▶ **WORUM ES GEHT**
Bearbeite die folgenden Datensätze, indem du jede Zeile noch einmal wiedergibst und dabei „glass jar“ überall durch „glass container“ ersetzt, während alles andere unverändert bleibt. Lass die Bilder in deiner Antwort weg.

◇ ◇ ◇

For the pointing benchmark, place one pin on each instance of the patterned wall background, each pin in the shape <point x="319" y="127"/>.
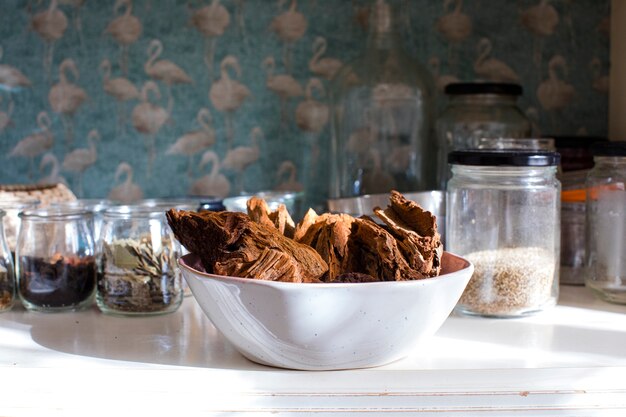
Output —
<point x="165" y="98"/>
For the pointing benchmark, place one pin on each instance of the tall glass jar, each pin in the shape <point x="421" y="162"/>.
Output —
<point x="137" y="270"/>
<point x="475" y="111"/>
<point x="503" y="212"/>
<point x="7" y="273"/>
<point x="55" y="262"/>
<point x="606" y="222"/>
<point x="383" y="136"/>
<point x="13" y="206"/>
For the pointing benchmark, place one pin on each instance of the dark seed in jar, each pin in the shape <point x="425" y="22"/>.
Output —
<point x="58" y="281"/>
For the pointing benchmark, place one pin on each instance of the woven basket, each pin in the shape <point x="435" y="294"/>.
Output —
<point x="47" y="193"/>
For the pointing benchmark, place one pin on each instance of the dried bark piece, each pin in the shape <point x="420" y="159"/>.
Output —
<point x="350" y="277"/>
<point x="328" y="234"/>
<point x="307" y="221"/>
<point x="259" y="211"/>
<point x="373" y="251"/>
<point x="416" y="232"/>
<point x="230" y="243"/>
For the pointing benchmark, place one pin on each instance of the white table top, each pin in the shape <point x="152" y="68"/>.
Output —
<point x="568" y="361"/>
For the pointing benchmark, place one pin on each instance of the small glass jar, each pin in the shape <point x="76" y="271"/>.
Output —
<point x="475" y="111"/>
<point x="7" y="273"/>
<point x="96" y="206"/>
<point x="55" y="260"/>
<point x="13" y="206"/>
<point x="576" y="161"/>
<point x="606" y="222"/>
<point x="137" y="270"/>
<point x="503" y="212"/>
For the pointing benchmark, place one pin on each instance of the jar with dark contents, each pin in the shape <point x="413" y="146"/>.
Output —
<point x="137" y="269"/>
<point x="55" y="259"/>
<point x="7" y="274"/>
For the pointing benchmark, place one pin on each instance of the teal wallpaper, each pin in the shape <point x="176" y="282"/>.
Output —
<point x="166" y="98"/>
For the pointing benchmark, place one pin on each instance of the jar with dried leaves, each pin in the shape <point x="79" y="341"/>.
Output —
<point x="137" y="270"/>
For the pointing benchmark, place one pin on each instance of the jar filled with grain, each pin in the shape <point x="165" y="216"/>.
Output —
<point x="503" y="215"/>
<point x="606" y="222"/>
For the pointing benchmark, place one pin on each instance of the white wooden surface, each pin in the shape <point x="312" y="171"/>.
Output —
<point x="569" y="361"/>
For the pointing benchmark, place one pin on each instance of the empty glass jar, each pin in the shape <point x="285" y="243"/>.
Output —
<point x="7" y="274"/>
<point x="606" y="222"/>
<point x="137" y="270"/>
<point x="55" y="262"/>
<point x="383" y="105"/>
<point x="475" y="111"/>
<point x="503" y="211"/>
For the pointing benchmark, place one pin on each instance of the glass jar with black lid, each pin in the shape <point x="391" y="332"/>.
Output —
<point x="606" y="222"/>
<point x="503" y="211"/>
<point x="7" y="273"/>
<point x="475" y="111"/>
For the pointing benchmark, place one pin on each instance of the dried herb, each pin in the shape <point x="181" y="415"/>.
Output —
<point x="136" y="278"/>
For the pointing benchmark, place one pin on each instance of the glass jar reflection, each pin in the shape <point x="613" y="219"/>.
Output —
<point x="7" y="274"/>
<point x="137" y="270"/>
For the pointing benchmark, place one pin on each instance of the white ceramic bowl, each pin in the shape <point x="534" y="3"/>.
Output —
<point x="327" y="326"/>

◇ ◇ ◇

▶ **ANTWORT**
For the pointing benchmark, place one pin on each instance of the patterned wall background, each pin in the shape <point x="319" y="127"/>.
Output —
<point x="165" y="98"/>
For the pointing benchmark, place one pin on each instance of the tall glass container, each pin in the shape <point x="421" y="162"/>.
Output —
<point x="137" y="270"/>
<point x="475" y="111"/>
<point x="503" y="212"/>
<point x="7" y="273"/>
<point x="55" y="262"/>
<point x="606" y="222"/>
<point x="383" y="136"/>
<point x="13" y="206"/>
For the pointing benchmark, place one pin on each instance of the dark seed in jar, each pin in the shape <point x="425" y="22"/>.
Output —
<point x="58" y="281"/>
For the pointing benchmark, place one pin on each instance of the woven basket, each pin in the shape <point x="435" y="294"/>.
Output —
<point x="47" y="193"/>
For the pointing benchmark, place one pin on each instance of the dried bark piece, each pin in the shape <point x="420" y="159"/>.
Output —
<point x="350" y="277"/>
<point x="328" y="234"/>
<point x="307" y="221"/>
<point x="259" y="211"/>
<point x="373" y="251"/>
<point x="416" y="232"/>
<point x="230" y="243"/>
For the pointing benchmark, place one pin on each instance of the white table top, each pin in the shape <point x="152" y="68"/>.
Output —
<point x="568" y="361"/>
For the pointing benchmark, place one pin on each instance of the small glass container, each pin in the shape <point x="76" y="271"/>.
Output —
<point x="475" y="111"/>
<point x="7" y="273"/>
<point x="96" y="206"/>
<point x="55" y="260"/>
<point x="13" y="206"/>
<point x="576" y="161"/>
<point x="606" y="222"/>
<point x="137" y="270"/>
<point x="503" y="212"/>
For the pointing benchmark, place one pin on each instance of the jar with dark contents, each pin in the shape <point x="413" y="146"/>.
Output —
<point x="137" y="269"/>
<point x="55" y="259"/>
<point x="7" y="274"/>
For the pointing benchmark, place one pin on each instance of the teal wallpaper, each pin in the shape <point x="176" y="282"/>.
Output —
<point x="166" y="98"/>
For the pointing benchmark, place one pin on each instance of the jar with dried leaves, each pin in the shape <point x="79" y="341"/>.
Output —
<point x="137" y="270"/>
For the pointing benchmark, place one pin on each instance of the jar filled with grain, each pin in the shape <point x="165" y="216"/>.
Output —
<point x="503" y="215"/>
<point x="606" y="222"/>
For the pointing benchmark, place one pin on each instance of the white wooden surface, each pin in the shape <point x="312" y="171"/>.
Output —
<point x="569" y="361"/>
For the pointing benchmark, place one pin on each instance of the empty glass container, each pin in the shape <point x="285" y="243"/>.
Output —
<point x="7" y="274"/>
<point x="606" y="222"/>
<point x="137" y="270"/>
<point x="55" y="262"/>
<point x="383" y="105"/>
<point x="475" y="111"/>
<point x="503" y="211"/>
For the pointing benchmark, place one pin on each instance of the glass container with black lid, each pin in the shape <point x="391" y="332"/>.
Output —
<point x="606" y="222"/>
<point x="503" y="211"/>
<point x="7" y="273"/>
<point x="475" y="111"/>
For the pointing benchmark, place one pin on each instance of the dried herb, each pin in the shape <point x="181" y="415"/>.
Output —
<point x="136" y="278"/>
For the pointing benchmark, place one pin on each instance of the glass container reflection, each pin in the shape <point x="613" y="219"/>.
Output —
<point x="7" y="274"/>
<point x="137" y="270"/>
For the pointing benchmark, place one pin on each instance of the white ceramic bowl, each pin in the shape <point x="534" y="3"/>.
Output —
<point x="327" y="326"/>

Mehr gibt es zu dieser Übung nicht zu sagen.